Aangeleverde gegevens:
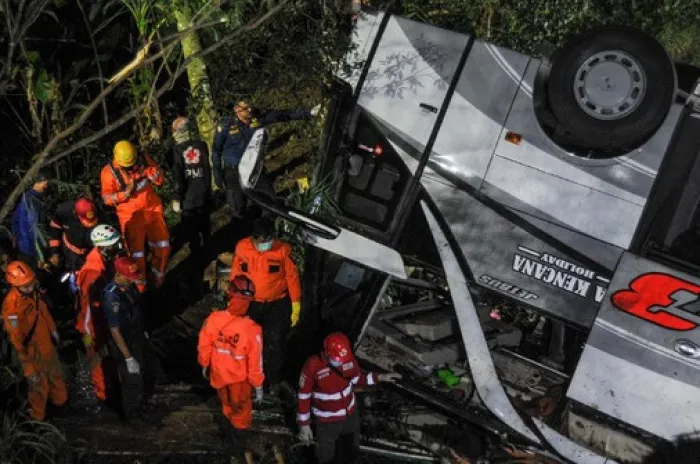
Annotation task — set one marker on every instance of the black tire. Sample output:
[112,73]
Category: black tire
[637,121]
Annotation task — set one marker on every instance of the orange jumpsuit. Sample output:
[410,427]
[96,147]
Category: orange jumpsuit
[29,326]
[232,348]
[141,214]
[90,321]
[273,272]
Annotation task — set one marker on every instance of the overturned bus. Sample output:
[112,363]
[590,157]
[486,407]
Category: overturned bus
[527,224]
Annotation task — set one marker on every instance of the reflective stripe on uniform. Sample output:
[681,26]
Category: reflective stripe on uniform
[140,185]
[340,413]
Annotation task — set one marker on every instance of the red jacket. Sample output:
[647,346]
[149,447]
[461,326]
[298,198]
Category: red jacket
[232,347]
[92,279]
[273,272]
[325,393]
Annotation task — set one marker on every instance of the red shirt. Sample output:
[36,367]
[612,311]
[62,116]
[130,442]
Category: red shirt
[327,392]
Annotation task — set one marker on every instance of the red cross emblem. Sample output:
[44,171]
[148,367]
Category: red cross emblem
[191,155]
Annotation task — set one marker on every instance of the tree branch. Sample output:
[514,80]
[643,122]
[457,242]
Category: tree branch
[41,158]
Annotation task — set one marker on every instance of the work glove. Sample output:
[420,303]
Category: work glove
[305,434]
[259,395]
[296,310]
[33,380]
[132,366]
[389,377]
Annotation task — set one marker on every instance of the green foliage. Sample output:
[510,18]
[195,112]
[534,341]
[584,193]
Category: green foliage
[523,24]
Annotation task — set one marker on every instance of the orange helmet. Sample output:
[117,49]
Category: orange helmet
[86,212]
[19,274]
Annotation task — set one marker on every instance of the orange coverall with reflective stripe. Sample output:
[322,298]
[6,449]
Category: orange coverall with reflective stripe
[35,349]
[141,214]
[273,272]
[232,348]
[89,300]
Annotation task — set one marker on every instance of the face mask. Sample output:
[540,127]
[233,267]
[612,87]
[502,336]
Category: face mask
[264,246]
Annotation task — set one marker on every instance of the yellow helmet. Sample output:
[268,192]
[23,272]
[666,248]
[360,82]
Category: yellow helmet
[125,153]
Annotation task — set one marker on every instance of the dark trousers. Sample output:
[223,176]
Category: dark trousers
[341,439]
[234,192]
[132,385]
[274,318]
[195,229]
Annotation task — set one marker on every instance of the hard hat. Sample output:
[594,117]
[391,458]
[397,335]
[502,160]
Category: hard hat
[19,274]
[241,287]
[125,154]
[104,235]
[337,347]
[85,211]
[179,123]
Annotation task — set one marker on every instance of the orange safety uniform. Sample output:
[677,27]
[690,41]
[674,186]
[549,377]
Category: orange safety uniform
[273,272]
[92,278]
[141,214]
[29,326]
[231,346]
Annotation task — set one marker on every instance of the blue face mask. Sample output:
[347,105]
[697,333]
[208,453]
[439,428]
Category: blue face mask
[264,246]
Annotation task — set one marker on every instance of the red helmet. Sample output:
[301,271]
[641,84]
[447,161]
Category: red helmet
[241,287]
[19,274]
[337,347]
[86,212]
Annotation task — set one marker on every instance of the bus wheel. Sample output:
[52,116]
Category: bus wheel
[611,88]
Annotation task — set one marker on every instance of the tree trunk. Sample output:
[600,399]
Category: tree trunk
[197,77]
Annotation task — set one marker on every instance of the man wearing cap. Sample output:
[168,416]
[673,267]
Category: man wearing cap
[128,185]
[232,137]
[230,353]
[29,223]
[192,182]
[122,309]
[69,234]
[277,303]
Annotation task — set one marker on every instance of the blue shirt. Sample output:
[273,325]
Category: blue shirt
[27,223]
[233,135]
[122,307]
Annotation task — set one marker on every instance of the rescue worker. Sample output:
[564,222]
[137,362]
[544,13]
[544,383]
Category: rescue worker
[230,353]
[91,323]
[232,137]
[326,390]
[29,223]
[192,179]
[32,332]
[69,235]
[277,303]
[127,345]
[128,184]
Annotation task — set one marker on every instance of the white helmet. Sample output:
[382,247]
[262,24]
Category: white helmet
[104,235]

Korte opgave: Geef alle rijen hierboven letterlijk terug, maar laat de afbeeldingen weg.

Uitgewerkte opgave:
Annotation task — set one marker on every instance of the black tire. Sample output:
[112,73]
Category: black tire
[637,121]
Annotation task — set one marker on every instance of the orange jumpsuit. Sample output:
[410,427]
[96,147]
Category: orange jumpsuit
[29,326]
[232,348]
[141,214]
[90,321]
[273,272]
Annotation task — set one marker on every instance of the overturned bus. Sample output:
[112,363]
[590,157]
[486,407]
Category: overturned bus
[527,224]
Annotation task — set one marker on every instance of the reflective stripe on uniform. Sample output:
[681,26]
Category: reflective stripe on uniform
[140,185]
[340,413]
Annotation task — set one marker on every instance of the red jacket. Sample output:
[647,346]
[149,447]
[461,326]
[298,198]
Category: red jacket
[232,347]
[92,279]
[273,272]
[325,393]
Annotation task — set one marker on every instance of the red shirt. Sample output:
[36,367]
[612,311]
[62,116]
[130,442]
Category: red shirt
[327,392]
Annotation task — set one marker on every instance of the red cross emblem. Sample output:
[44,171]
[148,367]
Category: red cross emblem
[191,155]
Annotation task — set one marker on every instance of the tree branch. Sample output:
[514,80]
[643,122]
[457,242]
Category: tree branch
[41,158]
Annotation task — set one marker on every instance of the work glove. Sample output:
[420,303]
Category: work glove
[305,434]
[259,395]
[296,310]
[33,380]
[132,366]
[389,377]
Annotation task — set one marker on every instance of the green foliage. Sample output:
[510,18]
[195,112]
[534,341]
[584,193]
Category: green foliage
[523,24]
Annotation task — set one marker on every instance of the orange helmet. Sample output:
[117,49]
Category: orange helmet
[86,212]
[19,274]
Annotation task — set one marker on every instance of the orange coverall with reflective stripe. Sample output:
[322,298]
[6,449]
Category: orange coverall with reflective stripe
[35,349]
[141,214]
[273,272]
[232,348]
[89,300]
Annotation task — set one marker on every instance of the face mask. Sample output:
[540,127]
[233,267]
[612,87]
[502,336]
Category: face mask
[264,246]
Annotation task — set one marker on every instance of the yellow helmet. Sample output:
[268,192]
[23,272]
[666,248]
[360,82]
Category: yellow helmet
[125,153]
Annotation task — set one marker on every instance of the dark trousers. Sample output:
[223,176]
Category: dark trousers
[341,439]
[234,192]
[132,385]
[274,318]
[195,229]
Annotation task — set one marker on every instance of the hard hat. Sample output:
[594,117]
[391,458]
[397,335]
[502,160]
Category: hard hat
[19,274]
[241,287]
[125,154]
[104,235]
[337,347]
[85,211]
[179,123]
Annotation task — set one marker on every instance of the orange safety uniform. Sample output:
[677,27]
[690,41]
[674,186]
[549,377]
Category: orange safety uniform
[273,272]
[92,278]
[141,214]
[29,326]
[231,346]
Annotation task — set one marker on every instance of the blue face mask. Sample output:
[347,105]
[697,333]
[208,453]
[439,428]
Category: blue face mask
[264,246]
Annotation task — set one marker on every instance of the red helmet. Sample output:
[301,271]
[641,84]
[447,161]
Category: red helmet
[241,287]
[19,274]
[337,347]
[86,212]
Annotation task — set one marker on every instance of the bus wheel. Sample output:
[52,116]
Category: bus wheel
[611,88]
Annotation task — set one marker on every instance of the tree trunk. Sample output:
[600,399]
Category: tree trunk
[197,77]
Annotation task — set one marker on every instance of the man wearing cap. Sample output:
[168,416]
[673,267]
Category: man wearing cap
[128,185]
[232,137]
[230,353]
[29,223]
[192,182]
[122,309]
[69,234]
[277,303]
Annotation task — set one marker on every instance of the blue shirt. Sample output:
[273,325]
Category: blue shirt
[27,223]
[233,135]
[122,307]
Annotation task — set one marker on every instance of the rescue worker. Sample output:
[564,222]
[137,362]
[544,13]
[544,383]
Category: rescue worker
[230,353]
[91,323]
[232,137]
[326,390]
[29,223]
[192,179]
[32,332]
[69,235]
[277,303]
[127,345]
[128,184]
Annotation task — set one marker on every instance of the white helmet. Sample output:
[382,247]
[262,24]
Category: white helmet
[104,235]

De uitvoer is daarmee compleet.